→ PROVIDED MATERIAL:

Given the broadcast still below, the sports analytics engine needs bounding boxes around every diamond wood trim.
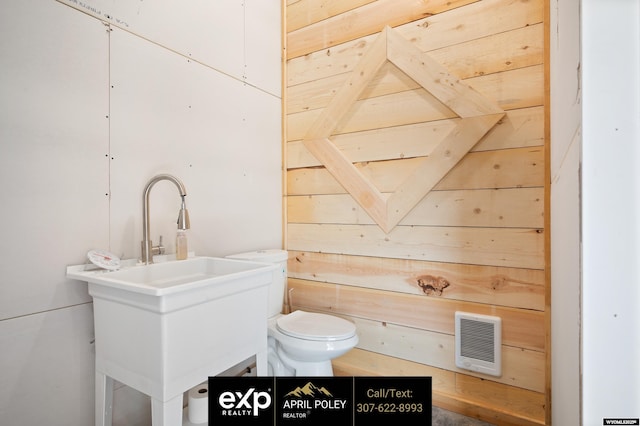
[303,27,505,233]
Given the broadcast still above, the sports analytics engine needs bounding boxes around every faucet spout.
[141,174,191,265]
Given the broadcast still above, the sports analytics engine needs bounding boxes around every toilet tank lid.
[225,249,289,263]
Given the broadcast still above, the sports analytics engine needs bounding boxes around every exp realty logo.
[276,377,353,426]
[209,377,274,426]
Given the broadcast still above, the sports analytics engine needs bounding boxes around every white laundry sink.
[67,256,274,312]
[67,257,276,424]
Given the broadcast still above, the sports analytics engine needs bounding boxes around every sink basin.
[67,256,276,418]
[67,256,275,312]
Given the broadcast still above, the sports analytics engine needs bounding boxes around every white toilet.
[227,249,358,376]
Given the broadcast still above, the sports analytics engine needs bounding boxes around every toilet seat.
[276,310,356,341]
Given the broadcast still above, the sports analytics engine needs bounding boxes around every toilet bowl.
[227,250,358,376]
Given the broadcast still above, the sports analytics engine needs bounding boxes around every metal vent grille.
[455,312,502,376]
[460,318,495,362]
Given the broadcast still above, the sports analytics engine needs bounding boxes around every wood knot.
[417,275,451,296]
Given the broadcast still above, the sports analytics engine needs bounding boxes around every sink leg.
[95,371,113,426]
[151,394,182,426]
[256,350,269,376]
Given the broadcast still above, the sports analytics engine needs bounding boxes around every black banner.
[208,377,432,426]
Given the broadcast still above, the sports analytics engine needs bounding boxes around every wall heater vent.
[455,312,502,376]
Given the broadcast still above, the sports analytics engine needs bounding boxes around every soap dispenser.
[176,229,188,260]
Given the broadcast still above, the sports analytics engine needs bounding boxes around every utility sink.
[67,256,275,312]
[67,256,276,426]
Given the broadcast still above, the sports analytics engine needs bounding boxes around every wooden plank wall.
[283,0,550,425]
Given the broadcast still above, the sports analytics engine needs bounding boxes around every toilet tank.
[226,249,289,317]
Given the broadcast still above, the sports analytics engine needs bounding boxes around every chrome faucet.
[141,174,190,265]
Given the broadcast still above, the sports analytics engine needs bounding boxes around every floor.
[431,407,494,426]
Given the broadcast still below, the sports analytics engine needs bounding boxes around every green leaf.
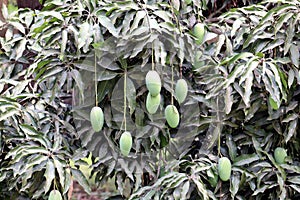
[97,14,119,37]
[48,190,63,200]
[233,153,259,166]
[290,44,300,68]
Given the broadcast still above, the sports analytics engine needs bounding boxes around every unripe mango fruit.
[218,157,231,181]
[184,0,192,5]
[274,147,287,164]
[146,70,161,96]
[90,106,104,132]
[194,23,205,44]
[171,0,180,11]
[48,190,62,200]
[165,105,179,128]
[120,131,132,156]
[146,93,160,114]
[175,79,188,103]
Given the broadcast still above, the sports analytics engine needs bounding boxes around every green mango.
[184,0,192,5]
[194,23,205,44]
[175,79,188,104]
[90,106,104,132]
[171,0,180,11]
[146,70,161,96]
[120,131,132,156]
[165,105,180,128]
[146,93,160,114]
[206,169,219,187]
[274,147,287,164]
[269,96,280,110]
[48,190,62,200]
[218,157,231,181]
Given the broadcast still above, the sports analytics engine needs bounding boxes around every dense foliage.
[0,0,300,200]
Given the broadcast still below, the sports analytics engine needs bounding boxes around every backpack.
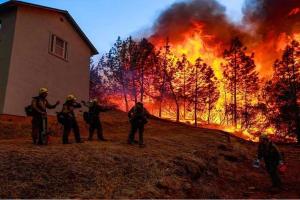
[25,105,34,117]
[133,107,148,124]
[83,112,91,124]
[56,112,66,125]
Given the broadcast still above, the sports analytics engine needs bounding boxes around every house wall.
[0,9,16,114]
[4,6,91,115]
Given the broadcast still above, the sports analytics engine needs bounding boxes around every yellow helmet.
[67,94,76,101]
[39,88,48,95]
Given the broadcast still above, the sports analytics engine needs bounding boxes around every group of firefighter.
[30,88,283,188]
[29,88,150,147]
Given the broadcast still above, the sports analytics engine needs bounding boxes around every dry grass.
[0,111,300,198]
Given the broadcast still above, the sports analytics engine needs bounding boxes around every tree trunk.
[233,52,237,128]
[122,83,129,112]
[141,63,145,103]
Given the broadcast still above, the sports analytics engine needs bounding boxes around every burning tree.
[223,38,259,128]
[265,41,300,142]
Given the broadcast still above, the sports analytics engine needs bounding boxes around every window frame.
[49,34,69,61]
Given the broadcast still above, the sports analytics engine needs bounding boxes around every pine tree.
[265,41,300,142]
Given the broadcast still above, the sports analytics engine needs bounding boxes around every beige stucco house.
[0,1,98,116]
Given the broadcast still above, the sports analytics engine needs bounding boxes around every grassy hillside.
[0,111,300,198]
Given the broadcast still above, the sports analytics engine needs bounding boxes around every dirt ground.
[0,111,300,198]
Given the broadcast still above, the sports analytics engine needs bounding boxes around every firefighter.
[128,102,150,147]
[62,94,82,144]
[31,88,59,145]
[257,134,282,188]
[82,99,109,141]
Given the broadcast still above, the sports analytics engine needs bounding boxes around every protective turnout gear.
[128,102,150,147]
[39,88,48,95]
[62,99,82,144]
[82,99,109,141]
[31,93,59,144]
[66,94,76,101]
[257,140,282,187]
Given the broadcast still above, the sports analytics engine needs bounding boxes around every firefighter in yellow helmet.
[62,94,82,144]
[257,133,282,188]
[31,88,59,145]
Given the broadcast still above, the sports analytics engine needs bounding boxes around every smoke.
[151,0,242,47]
[150,0,300,76]
[243,0,300,39]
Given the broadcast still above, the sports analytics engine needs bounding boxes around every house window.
[50,35,68,60]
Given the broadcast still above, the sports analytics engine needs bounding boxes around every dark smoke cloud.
[150,0,300,75]
[243,0,300,38]
[151,0,246,47]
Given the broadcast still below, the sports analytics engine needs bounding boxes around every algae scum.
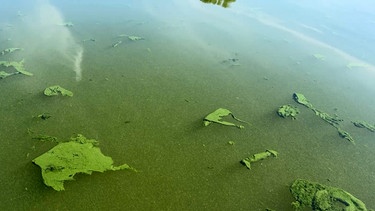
[0,0,375,211]
[33,134,134,191]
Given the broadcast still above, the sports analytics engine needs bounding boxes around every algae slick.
[290,179,370,211]
[33,134,135,191]
[203,108,247,129]
[44,85,73,97]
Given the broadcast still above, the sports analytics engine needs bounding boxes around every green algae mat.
[290,179,370,211]
[33,134,135,191]
[43,85,73,97]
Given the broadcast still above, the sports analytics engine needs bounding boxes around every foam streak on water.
[74,46,83,81]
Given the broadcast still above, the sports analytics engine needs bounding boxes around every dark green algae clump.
[290,179,371,211]
[33,134,136,191]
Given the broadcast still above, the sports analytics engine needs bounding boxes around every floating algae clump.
[203,108,246,129]
[290,179,367,211]
[0,48,23,55]
[277,105,299,119]
[352,121,375,132]
[0,60,33,78]
[240,149,279,169]
[33,134,135,191]
[44,85,73,97]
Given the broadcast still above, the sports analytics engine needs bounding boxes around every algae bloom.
[33,134,135,191]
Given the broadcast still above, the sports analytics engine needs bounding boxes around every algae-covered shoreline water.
[0,0,375,210]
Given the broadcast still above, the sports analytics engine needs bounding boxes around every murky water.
[0,0,375,210]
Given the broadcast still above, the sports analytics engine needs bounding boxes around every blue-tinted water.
[0,0,375,210]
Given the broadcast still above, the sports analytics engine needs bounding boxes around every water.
[0,0,375,210]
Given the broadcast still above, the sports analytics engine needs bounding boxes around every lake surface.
[0,0,375,210]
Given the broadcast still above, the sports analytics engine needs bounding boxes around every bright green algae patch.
[0,60,33,78]
[33,134,135,191]
[240,149,279,169]
[44,85,73,97]
[203,108,247,129]
[290,179,367,211]
[352,121,375,132]
[277,105,299,119]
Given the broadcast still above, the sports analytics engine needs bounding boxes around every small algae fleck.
[277,105,299,119]
[203,108,246,129]
[0,48,23,55]
[0,60,33,78]
[240,149,279,169]
[33,134,136,191]
[290,179,367,211]
[44,85,73,97]
[352,121,375,132]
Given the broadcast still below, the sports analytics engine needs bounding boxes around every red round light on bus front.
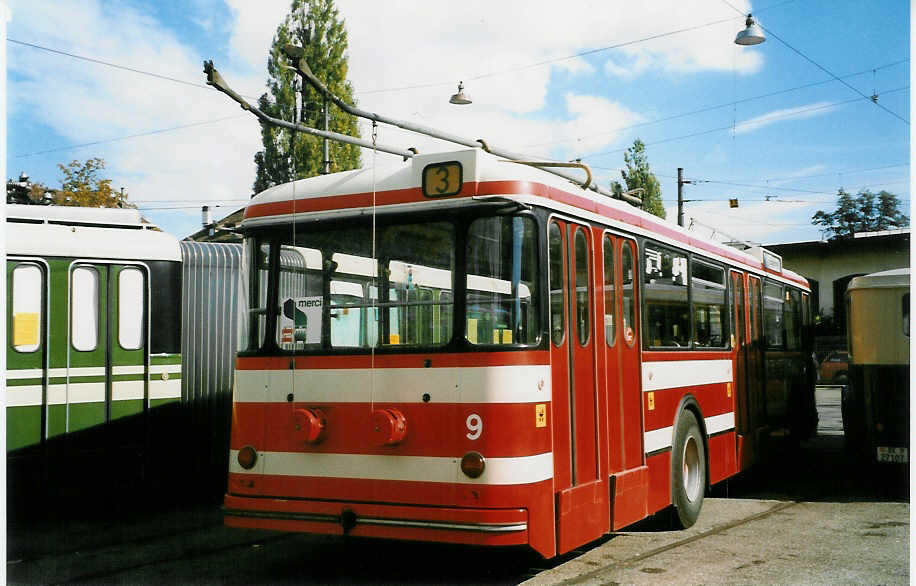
[293,409,328,444]
[461,452,487,478]
[238,446,258,470]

→ WRITTEN REQUEST: Rewrite all of the items above as a JSON list of strings, with one string for each line and no blank lines. Leave the pictures out.

→ OUTPUT OF THE TASK:
[
  "Given the broadcast still below, the sports analytics engine needs bounding boxes around every diamond wood trim.",
  "[303,27,505,233]",
  "Given the broadcast still above, the sports analytics engine needs bounding boxes around every faucet spout.",
  "[141,174,191,265]",
  "Given the broadcast still above, the sports analytics engine needs bounding boxes around every toilet tank lid.",
  "[225,249,289,263]",
  "Given the broadcast still above, the sports analytics engine needs bounding boxes around every exp realty logo.",
  "[276,377,353,426]",
  "[209,377,274,426]",
  "Given the broadcast still above, the sports analytics engine needs bounding boxes around every white laundry sink.",
  "[67,256,274,312]",
  "[67,257,276,424]",
  "Given the broadcast still above, the sports analytics engine needs bounding boxes around every sink basin.",
  "[67,256,276,418]",
  "[67,256,275,312]",
  "Given the broadcast still above, the sports analytics engine needs bounding boxes around every white toilet.",
  "[227,249,358,376]",
  "Given the broadcast still above, the sports analytics engine needs bounding boxes around every toilet seat.",
  "[276,310,356,341]",
  "Given the broadcast still above, the sports analytics engine needs bounding boxes around every toilet bowl.",
  "[227,250,358,376]",
  "Given the broadcast still above, the sports analytics engine needs bounding boxes around every metal vent grille.",
  "[455,312,502,376]",
  "[460,318,495,362]",
  "Given the broadcast still above, the sports analytics engine needs bounding boxes around every wood knot.",
  "[417,275,451,296]",
  "Given the broadcast still above, the sports analytics engine needs bounding boxes around every sink leg.",
  "[95,371,113,426]",
  "[151,394,182,426]",
  "[256,350,269,376]",
  "Given the broadcast still above, the sports analytics engine needs bounding boxes around every black banner.",
  "[208,377,432,426]",
  "Given the broadcast still above, the sports analytics engine needs bounding boxes around every wall heater vent.",
  "[455,312,502,376]",
  "Given the broadcast still above, the sports analytics engine needs bounding boxes around every soap dispenser.",
  "[176,229,188,260]",
  "Given the broadcast still above, the sports analytics engine needs bounding boxes around every utility sink.",
  "[67,256,275,312]",
  "[67,256,276,426]",
  "Given the broadcast still above, the sports analytics engine needs bounding boxes around every wooden plank wall.",
  "[283,0,550,425]",
  "Given the broadcast still above, the sports analytics engine needs bounding boxes around every toilet tank.",
  "[226,249,289,317]",
  "Given the broadcast still above, the sports analytics engine needs bounding boxes around every chrome faucet.",
  "[141,174,190,265]",
  "Given the broadcast still above, the sports analytics engine needs bounding boxes around every floor.",
  "[431,407,494,426]",
  "Given the broadcast still below, the sports analytics engine needs bounding boxes around every green leaf.",
  "[97,14,119,37]",
  "[48,190,63,200]",
  "[233,153,259,166]",
  "[290,44,300,68]",
  "Given the broadcast still above, the sports analytics engine needs bounding boxes around every unripe mango fruit.",
  "[218,157,231,181]",
  "[184,0,192,5]",
  "[274,147,287,164]",
  "[146,70,161,96]",
  "[90,106,104,132]",
  "[194,23,205,44]",
  "[171,0,180,11]",
  "[48,190,62,200]",
  "[165,105,179,128]",
  "[120,131,132,156]",
  "[146,93,160,114]",
  "[175,79,188,103]",
  "Given the broadcast still above, the sports analytics engine needs bounding boxes around every green mango.",
  "[184,0,192,5]",
  "[194,23,205,44]",
  "[175,79,188,104]",
  "[90,106,104,132]",
  "[171,0,180,11]",
  "[146,70,161,96]",
  "[120,131,132,156]",
  "[165,105,180,128]",
  "[146,93,160,114]",
  "[206,169,219,187]",
  "[274,147,287,164]",
  "[269,96,280,110]",
  "[48,190,62,200]",
  "[218,157,231,181]",
  "Given the broadcast still above, the sports analytics engine needs bounding boxes around every dense foliage.",
  "[0,0,300,200]",
  "Given the broadcast still below, the sports analytics engine needs bounding boxes around every backpack.",
  "[25,105,34,117]",
  "[133,107,148,124]",
  "[83,112,91,124]",
  "[56,112,66,125]",
  "Given the broadcast still above, the sports analytics engine needs bounding boxes around every house wall.",
  "[0,9,16,114]",
  "[4,6,91,115]",
  "Given the broadcast still above, the sports analytics engine needs bounding boxes around every yellow helmet.",
  "[67,94,76,101]",
  "[39,88,48,95]",
  "Given the broadcast still above, the sports analytics engine needs bounding boxes around every group of firefighter.",
  "[30,88,283,188]",
  "[29,88,150,147]",
  "Given the broadcast still above, the sports analytics engine needs bounding boxes around every dry grass.",
  "[0,111,300,198]",
  "Given the broadcast still above, the sports analytics engine needs bounding boxes around every tree trunk.",
  "[233,52,237,128]",
  "[122,83,129,112]",
  "[141,63,145,103]",
  "Given the broadcast still above, the sports analytics engine needs bounding boxes around every burning tree.",
  "[223,38,259,128]",
  "[265,41,300,142]",
  "Given the broadcast still above, the sports analytics engine needs bounding boxes around every window frame.",
  "[49,34,69,61]",
  "Given the broadcast still above, the sports analytics engine needs bounding boxes around every pine tree.",
  "[265,41,300,142]",
  "Given the broadcast still above, the sports analytics engine needs bounding boxes around every beige stucco house.",
  "[0,1,98,116]",
  "Given the broadcast still above, the sports analytics engine needs bounding boxes around every grassy hillside.",
  "[0,111,300,198]",
  "Given the broadcast still above, the sports analytics engine needs bounding boxes around every dirt ground.",
  "[0,111,300,198]",
  "Given the broadcast still above, the sports analytics engine needs bounding boxes around every firefighter.",
  "[128,102,150,147]",
  "[62,94,82,144]",
  "[31,88,59,145]",
  "[257,134,282,188]",
  "[82,99,109,141]",
  "Given the broadcast still above, the sports analytics engine needs bounding boxes around every protective turnout gear.",
  "[128,102,150,147]",
  "[39,88,48,95]",
  "[62,99,82,144]",
  "[82,99,109,141]",
  "[31,93,59,144]",
  "[66,94,76,101]",
  "[257,140,282,187]",
  "Given the broadcast still above, the sports analytics engine needs bounding boxes around every firefighter in yellow helmet.",
  "[62,94,82,144]",
  "[257,133,282,188]",
  "[31,88,59,145]",
  "Given the broadcast still above, the sports analytics engine needs bounding boxes around every smoke.",
  "[151,0,242,47]",
  "[150,0,300,76]",
  "[243,0,300,39]",
  "Given the broadcast still above, the sports analytics engine needs bounding boxes around every house window.",
  "[50,35,68,60]",
  "Given the broadcast still above, the sports analytics engine needs bounding boxes around every dark smoke cloud.",
  "[150,0,300,75]",
  "[243,0,300,38]",
  "[151,0,246,47]",
  "Given the broadcast still below, the sports analytics engine needs bounding boxes around every algae scum.",
  "[0,0,375,211]",
  "[33,134,134,191]",
  "Given the broadcast still above, the sports analytics engine needs bounding boxes around every algae slick.",
  "[290,179,370,211]",
  "[33,134,135,191]",
  "[203,108,247,129]",
  "[44,85,73,97]",
  "Given the broadcast still above, the sports analytics engine needs bounding boxes around every green algae mat.",
  "[290,179,370,211]",
  "[33,134,135,191]",
  "[43,85,73,97]",
  "Given the broadcast still above, the sports analytics engine needs bounding boxes around every foam streak on water.",
  "[74,46,83,81]",
  "Given the broadcast still above, the sports analytics engine needs bounding boxes around every dark green algae clump.",
  "[290,179,371,211]",
  "[33,134,136,191]",
  "Given the broadcast still above, the sports analytics engine needs bounding boxes around every floating algae clump.",
  "[203,108,246,129]",
  "[290,179,367,211]",
  "[0,48,23,55]",
  "[277,105,299,119]",
  "[352,121,375,132]",
  "[0,60,33,78]",
  "[240,149,279,169]",
  "[33,134,135,191]",
  "[44,85,73,97]",
  "Given the broadcast still above, the sports analytics engine needs bounding boxes around every algae bloom.",
  "[33,134,135,191]",
  "Given the broadcast still above, the sports analytics engine needs bounding boxes around every algae-covered shoreline water.",
  "[0,0,375,210]",
  "Given the broadcast still above, the sports analytics engine needs bounding boxes around every murky water.",
  "[0,0,375,210]",
  "Given the broadcast still above, the sports analytics engine needs bounding boxes around every blue-tinted water.",
  "[0,0,375,210]",
  "Given the broadcast still above, the sports analytics engine needs bounding boxes around every water.",
  "[0,0,375,210]",
  "Given the broadcast still above, the sports analytics engine needs bounding boxes around every lake surface.",
  "[0,0,375,210]",
  "Given the broadcast still above, the sports analytics engine needs bounding boxes around every bright green algae patch.",
  "[0,60,33,78]",
  "[33,134,135,191]",
  "[240,149,279,169]",
  "[44,85,73,97]",
  "[203,108,247,129]",
  "[290,179,367,211]",
  "[352,121,375,132]",
  "[277,105,299,119]",
  "Given the broadcast still above, the sports analytics engine needs bounding boxes around every small algae fleck.",
  "[277,105,299,119]",
  "[203,108,246,129]",
  "[0,48,23,55]",
  "[0,60,33,78]",
  "[240,149,279,169]",
  "[33,134,136,191]",
  "[290,179,367,211]",
  "[44,85,73,97]",
  "[352,121,375,132]",
  "Given the broadcast still below, the sports analytics engine needs bounding boxes around every red round light on bus front.",
  "[293,409,328,444]",
  "[461,452,487,478]",
  "[238,446,258,470]"
]